## BEGIN

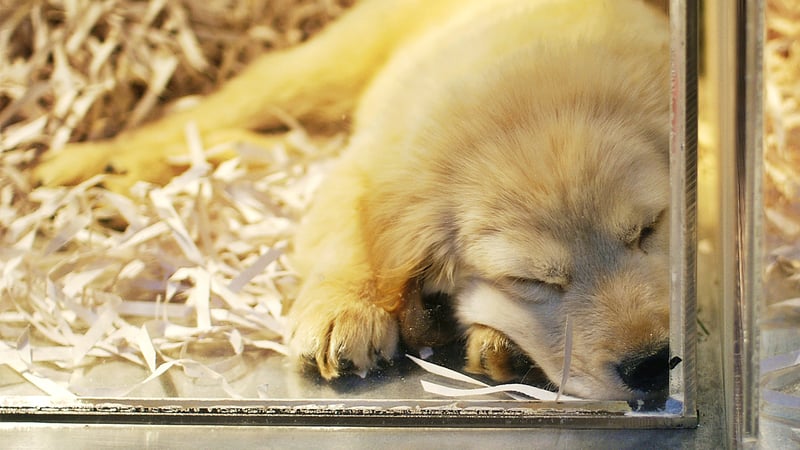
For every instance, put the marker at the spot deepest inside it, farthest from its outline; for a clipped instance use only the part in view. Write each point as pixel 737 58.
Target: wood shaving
pixel 89 276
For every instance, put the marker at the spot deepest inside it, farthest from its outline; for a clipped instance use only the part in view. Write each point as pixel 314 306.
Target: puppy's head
pixel 572 221
pixel 542 195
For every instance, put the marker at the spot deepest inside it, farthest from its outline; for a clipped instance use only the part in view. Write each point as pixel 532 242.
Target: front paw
pixel 336 338
pixel 490 352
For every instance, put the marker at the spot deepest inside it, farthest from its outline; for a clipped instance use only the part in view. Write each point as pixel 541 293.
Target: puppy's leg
pixel 343 319
pixel 318 80
pixel 492 353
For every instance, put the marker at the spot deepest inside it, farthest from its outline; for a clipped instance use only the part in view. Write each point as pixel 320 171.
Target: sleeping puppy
pixel 507 169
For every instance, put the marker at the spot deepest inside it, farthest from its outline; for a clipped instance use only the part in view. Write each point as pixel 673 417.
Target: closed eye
pixel 529 283
pixel 647 232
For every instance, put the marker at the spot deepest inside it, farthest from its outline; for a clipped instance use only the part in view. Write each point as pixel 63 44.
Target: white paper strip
pixel 530 391
pixel 509 389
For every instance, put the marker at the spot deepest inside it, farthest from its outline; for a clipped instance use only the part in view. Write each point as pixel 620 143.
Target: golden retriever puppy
pixel 507 169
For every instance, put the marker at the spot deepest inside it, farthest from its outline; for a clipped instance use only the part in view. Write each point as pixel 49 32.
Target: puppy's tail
pixel 318 80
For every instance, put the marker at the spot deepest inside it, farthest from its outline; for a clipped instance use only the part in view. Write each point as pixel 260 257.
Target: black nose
pixel 646 371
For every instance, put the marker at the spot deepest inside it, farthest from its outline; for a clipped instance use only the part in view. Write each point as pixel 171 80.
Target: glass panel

## END

Reproduce all of the data above verbatim, line by line, omitting the picture.

Solution:
For every instance, put the marker at the spot deepest inside it, farthest from its outline; for a clipped instance use only the part in view. Write each point as pixel 737 58.
Target: wood shaving
pixel 89 276
For every instance, put the marker at the spot deepest inside it, farthest from its outline; for a clipped instance use only the part in view. Write each point as pixel 314 306.
Target: puppy's head
pixel 572 221
pixel 542 195
For every instance, put the marker at the spot deepest inside it, farthest from its outline; for a clipped instance use only the part in view. Write each point as pixel 532 242.
Target: front paw
pixel 336 338
pixel 490 352
For every instance, put the marker at the spot deepest inside it, farthest from its outline; for a clipped instance use only the part in view. Write each point as pixel 541 293.
Target: puppy's leg
pixel 343 319
pixel 318 80
pixel 492 353
For every instance, put the marker at the spot deepest inside it, farthest from its outline; for a clipped instance use only the part in view. Write each point as pixel 320 171.
Target: sleeping puppy
pixel 507 169
For every instance, put the marker at the spot deepest inside it, farthest from its outline; for a clipped instance use only the part in view. Write each point as pixel 673 417.
Target: closed eye
pixel 529 283
pixel 647 232
For every instance, put the marker at the spot deepest inside it, farthest from its outline; for a clipped instance use only the part in view. Write each point as pixel 63 44.
Target: white paper strip
pixel 530 391
pixel 509 389
For every instance, put the marker at the spot deepest inside it, farthest from its outline; for a clipped instance use only the part in view. Write each point as pixel 620 143.
Target: golden retriever puppy
pixel 507 169
For every instance, put the marker at the spot deepest inside it, farthest from its outline; for a clipped instance use only the part in view. Write each point as pixel 49 32.
Target: puppy's tail
pixel 318 80
For every instance, put the marker at the spot deepest inside it, farthest from its outline; for a clipped instance use only the part in view. Write each point as pixel 260 257.
Target: black nose
pixel 646 371
For every instance, put the marker at the spot deepest inside it, farthest from its outline; for a clipped instance use only the part in view. Write each point as pixel 171 80.
Target: glass panel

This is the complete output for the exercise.